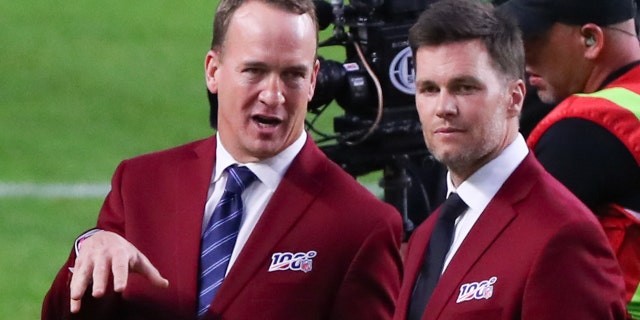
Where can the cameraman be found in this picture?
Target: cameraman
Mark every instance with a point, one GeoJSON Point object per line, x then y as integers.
{"type": "Point", "coordinates": [584, 55]}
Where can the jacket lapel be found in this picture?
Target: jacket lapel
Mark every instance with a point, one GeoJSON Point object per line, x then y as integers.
{"type": "Point", "coordinates": [493, 220]}
{"type": "Point", "coordinates": [192, 181]}
{"type": "Point", "coordinates": [297, 190]}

» **How to complete this task**
Through the last line of the entries above, beginning at the line containing "Target: jacket lapel", transcribe each line exactly, both ends included and nothing more.

» **Problem solution**
Target: jacket lapel
Mark every instance with a point, one GeoJSON Point object per line, x then y as integers.
{"type": "Point", "coordinates": [493, 220]}
{"type": "Point", "coordinates": [192, 181]}
{"type": "Point", "coordinates": [297, 190]}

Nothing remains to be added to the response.